• The problem: An exact repetition of the records is required. Leave nothing out.

[Stored records]
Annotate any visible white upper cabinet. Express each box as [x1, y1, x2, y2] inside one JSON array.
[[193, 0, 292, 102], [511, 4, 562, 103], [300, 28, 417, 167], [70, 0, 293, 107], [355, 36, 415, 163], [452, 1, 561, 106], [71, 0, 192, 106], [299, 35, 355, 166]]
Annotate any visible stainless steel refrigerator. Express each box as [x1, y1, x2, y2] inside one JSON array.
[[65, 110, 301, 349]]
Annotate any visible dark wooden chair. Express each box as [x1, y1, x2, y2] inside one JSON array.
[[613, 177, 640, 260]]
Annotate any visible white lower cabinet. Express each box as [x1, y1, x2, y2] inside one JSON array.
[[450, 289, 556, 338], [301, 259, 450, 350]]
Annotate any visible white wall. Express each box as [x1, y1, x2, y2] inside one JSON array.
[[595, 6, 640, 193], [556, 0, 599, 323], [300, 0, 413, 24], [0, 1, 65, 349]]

• Written reply:
Annotate any visible white upper cabinet. Express each box as [x1, y1, x2, y2] inside one JSON array.
[[193, 0, 292, 102], [511, 4, 562, 103], [300, 28, 417, 167], [70, 0, 293, 107], [355, 36, 415, 163], [452, 1, 561, 106], [71, 0, 192, 106], [299, 35, 355, 166]]
Annotate any visible stainless steel refrigerator. Express each box as [x1, y1, x2, y2] inside one JSON array.
[[65, 110, 301, 349]]
Annotate any visible dark wooden chair. Express each box as [x1, y1, x2, y2] inside one JSON array.
[[613, 177, 640, 260]]
Annotate any visible white lower cabinet. Express each box as [x1, y1, x2, y2] inside one JSON array.
[[450, 289, 556, 338], [301, 259, 450, 350]]
Annotate any visible white wall. Express each box as [x1, y1, x2, y2] inside one JSON array.
[[595, 6, 640, 193], [556, 0, 599, 323], [300, 0, 413, 24], [0, 1, 65, 349]]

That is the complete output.